#### TASK 1:
Reproduce the passage of the Space Maps abstract between "We have developed" and "details on demand.", inclusive.
#### TASK 2:
Write the next part of the Space Maps abstract, picking up right after its final sentence.

#### EXERCISE PASSAGE:
Background

Heatmaps and profile plots are effective techniques to visualize expression profiles of several hundred genes across a few dozen samples. However, these techniques do not scale to data sets with expression profiles that have been measured across several hundred samples or even thousands of samples. Our motivation to find a solution to this scaling problem is based on the observation that with increasingly mature and affordable microarray platforms, the number of studies in ArrayExpress [1] including hundreds of samples has been increasing steadily over the years.

Methods

We have developed the glyph-based Space Maps visualization technique that is conceptually similar to Value and Relation Displays [2]. The technique comprises two steps: (1) Generation of glyphs to represent gene expression profiles and (2) arrangement of the glyphs to reflect relationships between genes. Both steps support the integration of biological knowledge into the visualization, for instance in form of ontologies that describe hierarchical relationships among the conditions in the data. We also use hierarchical organization of samples and aggregation of expression levels to summarize expression values of groups of samples, which enables the user to reduce the amount of data shown on each glyph. Similar to treemaps [3], this construction makes it possible to start out with an overview of the data and then view details on demand.

#### INFORMATION GIVEN:
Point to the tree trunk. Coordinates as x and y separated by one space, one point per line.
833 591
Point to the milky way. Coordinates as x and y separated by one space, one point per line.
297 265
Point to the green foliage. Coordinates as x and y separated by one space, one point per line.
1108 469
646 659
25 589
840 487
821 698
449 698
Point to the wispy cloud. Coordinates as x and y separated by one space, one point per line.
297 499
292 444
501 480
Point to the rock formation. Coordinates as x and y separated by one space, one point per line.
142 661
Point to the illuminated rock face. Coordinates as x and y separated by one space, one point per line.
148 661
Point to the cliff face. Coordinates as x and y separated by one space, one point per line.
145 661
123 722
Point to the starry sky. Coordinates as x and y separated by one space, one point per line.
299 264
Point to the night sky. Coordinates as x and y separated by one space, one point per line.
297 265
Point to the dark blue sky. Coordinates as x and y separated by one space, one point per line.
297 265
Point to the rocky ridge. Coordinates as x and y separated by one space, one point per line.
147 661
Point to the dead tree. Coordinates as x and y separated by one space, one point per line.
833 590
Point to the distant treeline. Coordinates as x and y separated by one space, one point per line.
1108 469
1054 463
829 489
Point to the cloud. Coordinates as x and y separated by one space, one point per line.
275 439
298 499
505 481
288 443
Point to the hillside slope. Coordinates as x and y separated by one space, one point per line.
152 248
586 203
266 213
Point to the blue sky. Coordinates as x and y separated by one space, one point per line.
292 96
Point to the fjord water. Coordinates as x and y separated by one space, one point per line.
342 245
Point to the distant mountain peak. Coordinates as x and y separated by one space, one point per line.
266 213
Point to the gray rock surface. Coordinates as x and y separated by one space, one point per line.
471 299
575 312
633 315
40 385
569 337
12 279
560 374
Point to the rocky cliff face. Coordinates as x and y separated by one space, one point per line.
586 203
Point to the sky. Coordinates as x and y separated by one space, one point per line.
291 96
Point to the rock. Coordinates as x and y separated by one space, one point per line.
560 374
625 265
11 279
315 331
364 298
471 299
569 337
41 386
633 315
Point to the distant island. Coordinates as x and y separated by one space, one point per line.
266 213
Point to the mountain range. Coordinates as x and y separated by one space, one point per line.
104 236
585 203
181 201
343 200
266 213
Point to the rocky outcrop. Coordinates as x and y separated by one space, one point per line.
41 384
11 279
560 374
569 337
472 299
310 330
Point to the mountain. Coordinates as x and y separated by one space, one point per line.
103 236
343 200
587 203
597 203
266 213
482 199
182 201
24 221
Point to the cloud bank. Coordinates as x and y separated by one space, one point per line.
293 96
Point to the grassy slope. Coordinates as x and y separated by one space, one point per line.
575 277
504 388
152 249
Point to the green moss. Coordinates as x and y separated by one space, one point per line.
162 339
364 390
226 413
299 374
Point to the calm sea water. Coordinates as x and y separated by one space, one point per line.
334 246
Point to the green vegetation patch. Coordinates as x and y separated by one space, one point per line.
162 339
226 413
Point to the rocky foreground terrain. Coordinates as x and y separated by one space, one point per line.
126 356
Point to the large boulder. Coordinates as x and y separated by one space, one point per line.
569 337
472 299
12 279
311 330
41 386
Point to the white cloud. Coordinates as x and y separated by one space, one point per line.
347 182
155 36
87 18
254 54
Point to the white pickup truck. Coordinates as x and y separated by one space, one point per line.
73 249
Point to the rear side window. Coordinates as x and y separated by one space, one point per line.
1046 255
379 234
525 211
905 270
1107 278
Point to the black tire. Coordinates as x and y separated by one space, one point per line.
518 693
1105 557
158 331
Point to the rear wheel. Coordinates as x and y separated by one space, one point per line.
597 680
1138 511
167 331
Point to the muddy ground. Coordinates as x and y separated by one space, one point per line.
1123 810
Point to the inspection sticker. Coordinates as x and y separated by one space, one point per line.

#### TASK RESULT 1:
We have developed the glyph-based Space Maps visualization technique that is conceptually similar to Value and Relation Displays [2]. The technique comprises two steps: (1) Generation of glyphs to represent gene expression profiles and (2) arrangement of the glyphs to reflect relationships between genes. Both steps support the integration of biological knowledge into the visualization, for instance in form of ontologies that describe hierarchical relationships among the conditions in the data. We also use hierarchical organization of samples and aggregation of expression levels to summarize expression values of groups of samples, which enables the user to reduce the amount of data shown on each glyph. Similar to treemaps [3], this construction makes it possible to start out with an overview of the data and then view details on demand.

#### TASK RESULT 2:
Results

We have applied the Space Maps visualization to a data set with 5,372 samples (Margus Lukk, personal communication). This data set has been constructed from a large collection of publicly available gene expression data sets and a problem-specific hierarchy on the samples is available. We selected the 1,000 most variable genes from this data set and visualized this subset with our technique (Figure 1). The arrangement of the glyphs represents an overview of the global patterns in the data, such as clusters and outliers. Furthermore, the visualization provides insight into local patterns in the gene expression profiles. Since global patterns arise directly from local patterns we were able to explain several of the clusters and outliers and assign meaningful labels to them.

Figure 1
figure 1

Space Maps visualization of 1,000 genes with 5,372 samples. (A) An expression profile at five levels of the hierarchy. Level L1 corresponds to the root and Level L5 corresponds to the leafs of the hierarchy. The information-content of the glyph increases as the levels increase. (B) A non-linear projection [4] of 1,000 expression profiles into 2D space. It is possible to make out global patterns such as clusters and outliers. Local patterns in the expression profiles can be identified as well, for instance in the lower left corner.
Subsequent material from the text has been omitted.